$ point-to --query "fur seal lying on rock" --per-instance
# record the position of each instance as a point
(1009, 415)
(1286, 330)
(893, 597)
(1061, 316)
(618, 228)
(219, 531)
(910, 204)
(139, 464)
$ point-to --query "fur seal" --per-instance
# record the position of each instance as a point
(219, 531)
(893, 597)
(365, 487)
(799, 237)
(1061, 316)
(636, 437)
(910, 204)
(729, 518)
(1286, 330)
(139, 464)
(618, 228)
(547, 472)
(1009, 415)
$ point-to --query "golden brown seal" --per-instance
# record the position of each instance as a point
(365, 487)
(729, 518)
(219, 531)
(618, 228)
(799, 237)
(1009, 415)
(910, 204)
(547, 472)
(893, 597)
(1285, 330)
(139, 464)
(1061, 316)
-- -- --
WHAT IS BEING ASKED => Produce a verbatim transcription of the entries above.

SOLUTION FOR THIS EXERCISE =>
$ point-to --query "fur seal lying on rock" --per-instance
# record the position of each instance as a point
(1009, 415)
(1286, 330)
(893, 597)
(1061, 316)
(618, 228)
(219, 531)
(910, 204)
(139, 464)
$ point-to --query "fur seal" --per-instance
# record the position of each instance as a point
(219, 531)
(893, 597)
(365, 487)
(799, 237)
(1061, 316)
(636, 437)
(910, 204)
(729, 518)
(1286, 330)
(139, 464)
(618, 228)
(547, 472)
(1009, 415)
$ point-to --query "golden brown seal" --per-instance
# record the position of each instance as a point
(365, 487)
(729, 518)
(219, 531)
(618, 228)
(799, 237)
(1009, 415)
(910, 204)
(547, 472)
(893, 597)
(1285, 330)
(139, 464)
(1061, 316)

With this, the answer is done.